%%
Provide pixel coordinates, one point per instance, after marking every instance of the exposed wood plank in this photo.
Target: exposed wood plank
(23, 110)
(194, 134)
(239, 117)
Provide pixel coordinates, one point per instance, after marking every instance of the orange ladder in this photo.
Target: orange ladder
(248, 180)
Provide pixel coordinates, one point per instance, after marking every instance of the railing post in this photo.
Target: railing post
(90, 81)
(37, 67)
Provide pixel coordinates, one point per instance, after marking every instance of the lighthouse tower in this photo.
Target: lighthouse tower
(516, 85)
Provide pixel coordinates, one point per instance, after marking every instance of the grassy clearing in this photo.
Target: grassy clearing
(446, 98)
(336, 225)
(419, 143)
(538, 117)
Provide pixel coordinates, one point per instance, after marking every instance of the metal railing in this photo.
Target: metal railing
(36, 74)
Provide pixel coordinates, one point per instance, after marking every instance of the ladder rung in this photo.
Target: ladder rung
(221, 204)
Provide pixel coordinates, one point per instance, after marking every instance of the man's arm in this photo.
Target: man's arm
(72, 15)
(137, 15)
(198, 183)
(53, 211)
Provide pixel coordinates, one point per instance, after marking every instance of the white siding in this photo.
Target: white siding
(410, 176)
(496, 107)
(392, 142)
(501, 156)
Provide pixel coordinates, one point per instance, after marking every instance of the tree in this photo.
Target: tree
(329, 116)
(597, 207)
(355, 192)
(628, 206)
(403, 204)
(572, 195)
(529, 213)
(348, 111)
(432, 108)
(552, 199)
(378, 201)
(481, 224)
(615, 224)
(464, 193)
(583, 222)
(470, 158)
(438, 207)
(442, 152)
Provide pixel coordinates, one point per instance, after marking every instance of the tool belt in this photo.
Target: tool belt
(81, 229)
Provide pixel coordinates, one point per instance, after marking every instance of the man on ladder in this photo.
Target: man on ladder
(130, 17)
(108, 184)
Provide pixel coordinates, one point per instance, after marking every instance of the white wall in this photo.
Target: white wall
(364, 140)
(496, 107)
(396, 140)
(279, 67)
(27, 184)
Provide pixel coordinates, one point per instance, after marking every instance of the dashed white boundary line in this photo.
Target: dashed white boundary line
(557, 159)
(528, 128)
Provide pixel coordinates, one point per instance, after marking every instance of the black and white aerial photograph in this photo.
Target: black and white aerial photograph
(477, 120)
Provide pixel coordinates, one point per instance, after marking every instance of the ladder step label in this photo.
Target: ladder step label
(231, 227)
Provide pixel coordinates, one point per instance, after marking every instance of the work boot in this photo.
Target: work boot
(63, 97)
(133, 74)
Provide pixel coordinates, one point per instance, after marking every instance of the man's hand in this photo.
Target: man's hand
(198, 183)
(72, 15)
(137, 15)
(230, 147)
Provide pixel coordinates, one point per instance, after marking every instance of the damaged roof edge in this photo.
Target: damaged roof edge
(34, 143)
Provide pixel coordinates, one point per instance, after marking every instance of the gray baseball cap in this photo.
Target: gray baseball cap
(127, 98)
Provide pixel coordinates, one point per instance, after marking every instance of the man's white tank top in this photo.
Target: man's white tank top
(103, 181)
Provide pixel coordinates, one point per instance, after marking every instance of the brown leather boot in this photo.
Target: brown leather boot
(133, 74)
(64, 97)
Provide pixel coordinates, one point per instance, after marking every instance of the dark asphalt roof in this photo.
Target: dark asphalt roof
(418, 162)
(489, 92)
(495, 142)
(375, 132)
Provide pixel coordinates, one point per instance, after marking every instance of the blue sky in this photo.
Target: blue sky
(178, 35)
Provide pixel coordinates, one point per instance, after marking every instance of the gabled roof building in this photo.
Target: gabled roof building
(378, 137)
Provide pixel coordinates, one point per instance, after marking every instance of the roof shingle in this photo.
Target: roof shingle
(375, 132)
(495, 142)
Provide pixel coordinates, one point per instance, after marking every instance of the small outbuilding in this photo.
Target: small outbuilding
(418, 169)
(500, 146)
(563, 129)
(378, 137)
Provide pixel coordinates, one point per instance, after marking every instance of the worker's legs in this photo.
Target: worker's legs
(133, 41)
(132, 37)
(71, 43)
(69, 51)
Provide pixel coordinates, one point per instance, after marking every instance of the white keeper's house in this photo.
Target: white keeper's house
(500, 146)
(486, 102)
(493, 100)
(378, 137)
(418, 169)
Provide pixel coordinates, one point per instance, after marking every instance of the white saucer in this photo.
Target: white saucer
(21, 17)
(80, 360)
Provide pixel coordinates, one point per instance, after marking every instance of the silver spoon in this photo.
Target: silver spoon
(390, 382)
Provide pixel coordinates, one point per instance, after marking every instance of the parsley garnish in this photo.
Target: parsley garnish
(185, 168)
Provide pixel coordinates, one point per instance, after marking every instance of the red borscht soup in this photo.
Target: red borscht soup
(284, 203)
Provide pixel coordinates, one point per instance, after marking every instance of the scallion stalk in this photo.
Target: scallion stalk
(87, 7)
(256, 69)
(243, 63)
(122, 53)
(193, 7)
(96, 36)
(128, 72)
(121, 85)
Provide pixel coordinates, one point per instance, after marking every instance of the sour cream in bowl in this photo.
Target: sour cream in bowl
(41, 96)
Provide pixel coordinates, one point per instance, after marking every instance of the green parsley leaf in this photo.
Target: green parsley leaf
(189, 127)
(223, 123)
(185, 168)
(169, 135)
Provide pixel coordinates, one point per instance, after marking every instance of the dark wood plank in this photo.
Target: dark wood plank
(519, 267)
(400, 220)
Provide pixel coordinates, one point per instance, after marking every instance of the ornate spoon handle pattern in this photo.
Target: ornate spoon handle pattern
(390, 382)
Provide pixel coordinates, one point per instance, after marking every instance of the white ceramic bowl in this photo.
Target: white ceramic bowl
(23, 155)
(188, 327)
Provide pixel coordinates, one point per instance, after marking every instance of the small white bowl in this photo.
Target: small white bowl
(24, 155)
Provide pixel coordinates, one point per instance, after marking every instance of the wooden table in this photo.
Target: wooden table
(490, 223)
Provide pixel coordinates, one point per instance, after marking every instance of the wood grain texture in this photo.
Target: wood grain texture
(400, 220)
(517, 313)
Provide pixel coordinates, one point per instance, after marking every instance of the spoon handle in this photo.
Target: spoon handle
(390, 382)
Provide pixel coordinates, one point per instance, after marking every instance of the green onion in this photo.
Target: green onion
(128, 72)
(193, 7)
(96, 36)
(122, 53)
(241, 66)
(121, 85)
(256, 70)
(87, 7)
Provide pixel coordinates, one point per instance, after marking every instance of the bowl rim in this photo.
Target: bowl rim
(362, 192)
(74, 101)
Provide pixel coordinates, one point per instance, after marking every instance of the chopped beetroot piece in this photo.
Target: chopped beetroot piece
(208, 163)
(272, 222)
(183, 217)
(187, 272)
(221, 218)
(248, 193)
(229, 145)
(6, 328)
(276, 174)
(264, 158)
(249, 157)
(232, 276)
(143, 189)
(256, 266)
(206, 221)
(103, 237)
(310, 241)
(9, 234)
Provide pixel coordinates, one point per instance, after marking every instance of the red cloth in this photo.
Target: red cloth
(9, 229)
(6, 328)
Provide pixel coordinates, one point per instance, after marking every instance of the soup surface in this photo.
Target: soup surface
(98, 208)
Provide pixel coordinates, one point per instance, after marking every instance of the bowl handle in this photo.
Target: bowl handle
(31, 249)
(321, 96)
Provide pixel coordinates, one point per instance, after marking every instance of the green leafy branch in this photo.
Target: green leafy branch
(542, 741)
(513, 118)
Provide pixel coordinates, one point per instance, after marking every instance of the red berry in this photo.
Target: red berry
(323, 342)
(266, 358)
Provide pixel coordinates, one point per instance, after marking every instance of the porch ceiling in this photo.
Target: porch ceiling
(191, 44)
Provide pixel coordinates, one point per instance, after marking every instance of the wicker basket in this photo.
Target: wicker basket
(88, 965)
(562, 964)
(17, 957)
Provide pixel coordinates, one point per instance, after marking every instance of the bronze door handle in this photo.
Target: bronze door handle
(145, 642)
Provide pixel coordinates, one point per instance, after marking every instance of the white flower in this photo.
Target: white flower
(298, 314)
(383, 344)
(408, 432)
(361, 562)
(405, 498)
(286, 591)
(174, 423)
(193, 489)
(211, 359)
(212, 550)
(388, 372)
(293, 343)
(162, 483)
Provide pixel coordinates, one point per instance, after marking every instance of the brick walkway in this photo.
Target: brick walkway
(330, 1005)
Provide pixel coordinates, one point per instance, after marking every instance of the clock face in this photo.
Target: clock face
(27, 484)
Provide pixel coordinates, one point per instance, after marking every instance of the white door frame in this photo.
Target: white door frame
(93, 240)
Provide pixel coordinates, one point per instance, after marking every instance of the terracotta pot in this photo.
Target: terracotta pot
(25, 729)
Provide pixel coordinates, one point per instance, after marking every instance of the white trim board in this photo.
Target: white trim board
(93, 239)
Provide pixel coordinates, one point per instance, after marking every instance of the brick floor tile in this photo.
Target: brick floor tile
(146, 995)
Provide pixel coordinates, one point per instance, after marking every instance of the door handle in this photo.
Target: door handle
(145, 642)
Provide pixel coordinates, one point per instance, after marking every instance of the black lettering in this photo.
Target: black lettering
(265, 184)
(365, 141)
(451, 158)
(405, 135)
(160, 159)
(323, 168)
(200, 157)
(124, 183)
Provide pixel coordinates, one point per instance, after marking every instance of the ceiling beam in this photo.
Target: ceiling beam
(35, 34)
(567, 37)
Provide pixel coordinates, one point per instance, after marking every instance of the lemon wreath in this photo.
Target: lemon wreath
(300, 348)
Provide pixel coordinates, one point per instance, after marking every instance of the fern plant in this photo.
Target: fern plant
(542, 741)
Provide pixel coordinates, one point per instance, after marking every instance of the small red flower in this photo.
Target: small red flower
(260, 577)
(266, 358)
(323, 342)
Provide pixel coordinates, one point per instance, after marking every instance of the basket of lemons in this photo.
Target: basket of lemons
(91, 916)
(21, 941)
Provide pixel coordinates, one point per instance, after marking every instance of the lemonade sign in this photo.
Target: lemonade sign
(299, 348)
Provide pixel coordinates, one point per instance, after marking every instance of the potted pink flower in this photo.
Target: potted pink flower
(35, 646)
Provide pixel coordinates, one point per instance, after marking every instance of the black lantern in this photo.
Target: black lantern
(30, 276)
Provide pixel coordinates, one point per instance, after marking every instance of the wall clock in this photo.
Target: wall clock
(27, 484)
%%
Looking back over the data above, restate word for word the lines that begin at the line with "Target: worker's legs" and end at the line with "garnish in this photo.", inclusive.

Target: worker's legs
(133, 41)
(132, 37)
(71, 43)
(69, 51)
Provide pixel coordinates, one point per instance, after marking every instance of the white keeper's house in this photo.
Target: white keeper's house
(500, 146)
(486, 102)
(493, 100)
(378, 137)
(418, 169)
Provide pixel coordinates, one point per instance, after marking every instance of the white saucer in this photo.
Target: white saucer
(21, 17)
(80, 360)
Provide pixel coordinates, one point per instance, after marking every instance of the silver spoon in this photo.
Target: silver spoon
(390, 382)
Provide pixel coordinates, one point per instance, after marking every instance of the parsley garnish in this photo.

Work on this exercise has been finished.